### Task instructions
For this exercise, the reply is the listing below, reproduced exactly.

::: Available records

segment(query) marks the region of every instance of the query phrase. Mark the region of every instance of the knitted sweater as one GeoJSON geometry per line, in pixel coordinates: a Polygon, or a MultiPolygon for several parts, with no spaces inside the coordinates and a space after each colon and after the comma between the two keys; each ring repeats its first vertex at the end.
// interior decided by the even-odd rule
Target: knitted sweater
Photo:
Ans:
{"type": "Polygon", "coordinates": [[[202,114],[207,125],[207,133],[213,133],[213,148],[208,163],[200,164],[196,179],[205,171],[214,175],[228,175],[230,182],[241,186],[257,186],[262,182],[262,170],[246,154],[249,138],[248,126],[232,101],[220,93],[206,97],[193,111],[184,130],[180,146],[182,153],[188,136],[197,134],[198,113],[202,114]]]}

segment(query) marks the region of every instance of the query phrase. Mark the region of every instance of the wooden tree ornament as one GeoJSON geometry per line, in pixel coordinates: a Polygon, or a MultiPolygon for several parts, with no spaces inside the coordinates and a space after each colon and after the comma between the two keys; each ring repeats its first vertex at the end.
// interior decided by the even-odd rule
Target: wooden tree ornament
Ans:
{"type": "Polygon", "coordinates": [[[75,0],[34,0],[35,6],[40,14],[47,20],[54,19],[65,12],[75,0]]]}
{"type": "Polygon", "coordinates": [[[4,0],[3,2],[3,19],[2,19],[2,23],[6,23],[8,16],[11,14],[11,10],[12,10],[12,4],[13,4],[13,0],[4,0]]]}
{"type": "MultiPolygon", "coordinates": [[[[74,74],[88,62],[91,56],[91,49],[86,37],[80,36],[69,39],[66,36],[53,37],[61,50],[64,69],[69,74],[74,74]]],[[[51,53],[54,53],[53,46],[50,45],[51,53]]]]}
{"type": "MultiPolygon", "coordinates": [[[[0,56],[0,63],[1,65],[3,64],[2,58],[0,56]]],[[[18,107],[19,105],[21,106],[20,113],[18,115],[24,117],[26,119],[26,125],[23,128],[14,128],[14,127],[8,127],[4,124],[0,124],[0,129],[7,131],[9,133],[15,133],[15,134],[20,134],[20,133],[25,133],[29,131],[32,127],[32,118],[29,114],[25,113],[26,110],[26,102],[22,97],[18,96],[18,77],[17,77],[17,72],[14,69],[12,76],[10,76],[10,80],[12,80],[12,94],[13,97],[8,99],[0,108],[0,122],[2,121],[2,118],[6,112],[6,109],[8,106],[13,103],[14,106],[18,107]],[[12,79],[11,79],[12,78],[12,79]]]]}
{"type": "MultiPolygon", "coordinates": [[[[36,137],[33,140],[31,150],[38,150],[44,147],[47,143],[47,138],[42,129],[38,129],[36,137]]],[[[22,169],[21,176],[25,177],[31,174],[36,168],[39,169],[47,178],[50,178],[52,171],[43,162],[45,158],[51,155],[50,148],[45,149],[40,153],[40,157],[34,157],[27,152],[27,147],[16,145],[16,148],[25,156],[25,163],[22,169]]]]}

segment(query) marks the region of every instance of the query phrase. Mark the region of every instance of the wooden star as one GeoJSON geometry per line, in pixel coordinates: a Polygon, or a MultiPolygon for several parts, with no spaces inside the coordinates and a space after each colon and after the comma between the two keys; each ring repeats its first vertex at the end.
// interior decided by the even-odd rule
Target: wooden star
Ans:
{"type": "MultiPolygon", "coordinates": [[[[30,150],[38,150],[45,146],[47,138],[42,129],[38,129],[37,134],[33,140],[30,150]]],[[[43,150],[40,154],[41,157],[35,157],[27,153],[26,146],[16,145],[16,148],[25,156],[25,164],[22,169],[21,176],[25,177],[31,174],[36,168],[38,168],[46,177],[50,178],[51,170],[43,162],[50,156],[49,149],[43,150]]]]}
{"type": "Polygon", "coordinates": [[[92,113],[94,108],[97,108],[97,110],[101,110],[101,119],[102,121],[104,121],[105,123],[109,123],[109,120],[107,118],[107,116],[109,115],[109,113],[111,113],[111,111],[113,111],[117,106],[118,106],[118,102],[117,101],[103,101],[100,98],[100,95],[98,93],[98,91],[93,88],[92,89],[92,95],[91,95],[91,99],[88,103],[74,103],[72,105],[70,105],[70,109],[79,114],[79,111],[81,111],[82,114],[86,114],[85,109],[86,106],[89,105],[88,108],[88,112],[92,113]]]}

::::::

### Reply
segment(query) marks the region of every instance of the query phrase. Mark the region of every instance of the knitted sweater as one GeoJSON geometry per line, in pixel coordinates: a Polygon, or a MultiPolygon for several parts, with no spaces inside the coordinates and a space after each colon and after the comma between the two keys; each ring repeats its first vertex at the end.
// interior decided by the even-odd rule
Target: knitted sweater
Photo:
Ans:
{"type": "Polygon", "coordinates": [[[202,114],[207,125],[207,133],[213,133],[213,148],[208,163],[200,164],[196,179],[205,171],[214,175],[228,175],[230,182],[241,186],[257,186],[262,182],[262,170],[246,154],[249,138],[248,126],[232,101],[220,93],[206,97],[193,111],[184,130],[180,146],[182,153],[188,136],[197,134],[198,113],[202,114]]]}

segment(query) marks the region of every instance of the query phrase. Mark the region of every instance of the wooden tree ornament as one GeoJSON geometry per line, in pixel coordinates: a Polygon, or a MultiPolygon for several parts, with no spaces inside the coordinates and a space after each colon and after the comma between the two keys; each ring repeats its first vertex at the end.
// interior decided by the even-odd rule
Target: wooden tree ornament
Ans:
{"type": "Polygon", "coordinates": [[[75,0],[34,0],[35,6],[40,14],[47,20],[54,19],[65,12],[75,0]]]}
{"type": "Polygon", "coordinates": [[[4,0],[3,2],[3,19],[2,19],[2,23],[6,23],[8,16],[11,14],[11,10],[12,10],[12,4],[13,4],[13,0],[4,0]]]}
{"type": "MultiPolygon", "coordinates": [[[[74,74],[88,62],[91,56],[91,49],[86,37],[80,36],[69,39],[66,36],[53,37],[61,50],[64,69],[69,74],[74,74]]],[[[51,53],[54,53],[53,46],[50,45],[51,53]]]]}
{"type": "MultiPolygon", "coordinates": [[[[0,56],[0,63],[1,65],[3,64],[2,58],[0,56]]],[[[18,107],[19,105],[21,106],[20,113],[18,115],[24,117],[26,119],[26,125],[23,128],[14,128],[14,127],[8,127],[4,124],[0,124],[0,129],[7,131],[9,133],[15,133],[15,134],[20,134],[20,133],[25,133],[29,131],[32,127],[32,118],[29,114],[25,113],[26,110],[26,102],[22,97],[18,96],[18,77],[17,77],[17,72],[14,69],[12,76],[10,76],[10,80],[12,80],[12,94],[13,97],[8,99],[0,108],[0,122],[2,121],[2,118],[6,112],[6,109],[8,106],[13,103],[14,106],[18,107]],[[12,79],[11,79],[12,78],[12,79]]]]}
{"type": "MultiPolygon", "coordinates": [[[[36,137],[33,140],[31,150],[38,150],[44,147],[47,143],[47,138],[42,129],[38,129],[36,137]]],[[[22,169],[21,176],[25,177],[31,174],[36,168],[39,169],[47,178],[50,178],[52,171],[43,162],[45,158],[51,155],[50,148],[45,149],[40,153],[40,157],[34,157],[27,152],[27,147],[16,145],[16,148],[25,156],[25,163],[22,169]]]]}

segment(query) marks the region of every instance of the query phrase. Mark the region of every instance of the wooden star as one GeoJSON geometry per line, in pixel coordinates: a Polygon, or a MultiPolygon for several parts, with no spaces inside the coordinates and a space after each colon and after the comma between the two keys; each ring repeats its first vertex at the end.
// interior decided by the even-odd rule
Target: wooden star
Ans:
{"type": "MultiPolygon", "coordinates": [[[[30,150],[38,150],[45,146],[47,138],[42,129],[38,129],[37,134],[33,140],[30,150]]],[[[43,150],[40,154],[41,157],[35,157],[27,153],[26,146],[16,145],[16,148],[25,156],[25,164],[22,169],[21,176],[25,177],[31,174],[36,168],[38,168],[46,177],[50,178],[51,170],[43,162],[50,156],[49,149],[43,150]]]]}
{"type": "Polygon", "coordinates": [[[92,113],[94,108],[97,108],[97,110],[101,110],[101,119],[102,121],[104,121],[105,123],[109,123],[109,120],[107,118],[107,116],[109,115],[109,113],[111,113],[111,111],[113,111],[117,106],[118,106],[118,102],[117,101],[103,101],[100,98],[100,95],[98,93],[98,91],[93,88],[92,89],[92,95],[91,95],[91,99],[88,103],[74,103],[72,105],[70,105],[70,109],[79,114],[79,111],[81,111],[82,114],[86,114],[85,109],[86,106],[89,105],[88,108],[88,112],[92,113]]]}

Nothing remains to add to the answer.